# Set task
Retype each of the items below word for word, leaving out the pictures.

# Extracted entries
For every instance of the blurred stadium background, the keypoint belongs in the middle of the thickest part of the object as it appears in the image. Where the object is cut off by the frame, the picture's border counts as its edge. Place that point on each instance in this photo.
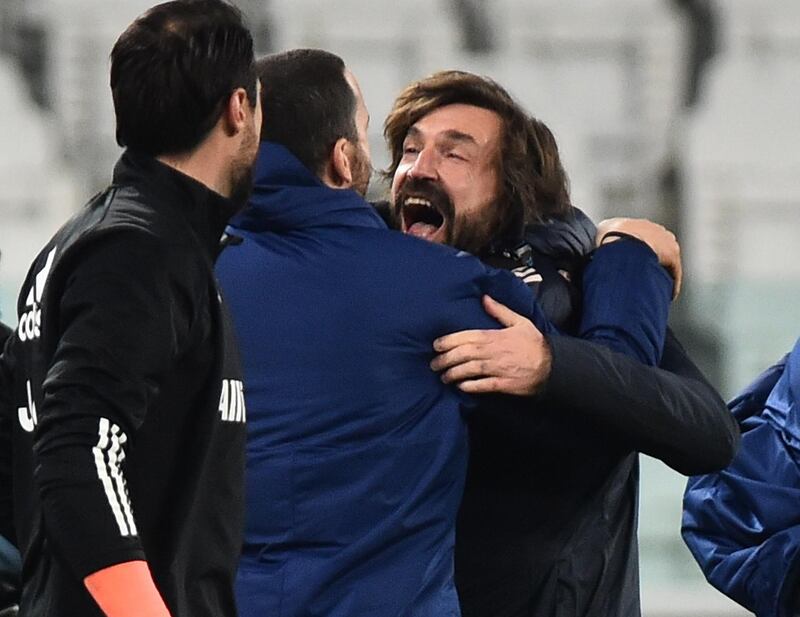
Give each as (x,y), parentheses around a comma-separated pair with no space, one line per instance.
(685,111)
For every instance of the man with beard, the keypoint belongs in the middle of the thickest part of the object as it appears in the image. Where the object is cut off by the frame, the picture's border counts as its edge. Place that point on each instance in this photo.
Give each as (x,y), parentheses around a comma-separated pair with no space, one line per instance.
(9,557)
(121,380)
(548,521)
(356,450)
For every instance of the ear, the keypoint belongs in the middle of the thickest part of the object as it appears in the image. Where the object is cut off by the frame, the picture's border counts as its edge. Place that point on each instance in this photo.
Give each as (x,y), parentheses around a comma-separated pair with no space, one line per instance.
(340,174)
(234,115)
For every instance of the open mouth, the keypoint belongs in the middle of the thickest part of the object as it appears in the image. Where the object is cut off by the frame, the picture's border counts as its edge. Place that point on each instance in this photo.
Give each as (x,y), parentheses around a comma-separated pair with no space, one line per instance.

# Correct result
For every instance of the blurred stadium background, the keypoint belongs in the middle of the thickest part of the object as it appears in the image. Where the object is cut off by the frame, the picture's border counts as its edge. Place that point on each instance in this photo.
Give each as (x,y), parentheses around a comma-separated pair with no space, one line per instance.
(685,111)
For every instance of the man with beard, the keypoint belongs in the middle of the thickest part of the object as it appears in the image. Where the object is cut off by the frame, the picture's border counts as its edge. Place that point on each instance in this photo.
Give each as (x,y), parentheses around a comma-separated pair with no space, one line per instance.
(9,557)
(121,380)
(548,521)
(356,450)
For every instance of the ear, the keypoint belongs in the middle of the thickest part of the object as it appears in the image. Where the object is cut off by the frame, the picture's border counts as its edge. Place that point on each instance in this photo.
Give each as (x,y), parentheses around a comma-separated pair with no space, one line per instance.
(340,174)
(234,115)
For every instance of the open mouth, the keypoint belongs in the middle of the thickest part of the object as it appears in the image. Where the object is cut off by the frame, the picture's border counts as its edge. Place that point on each instance in this photo.
Give each as (x,y), parentheses around a comma-separated pair with no space, one line per instance.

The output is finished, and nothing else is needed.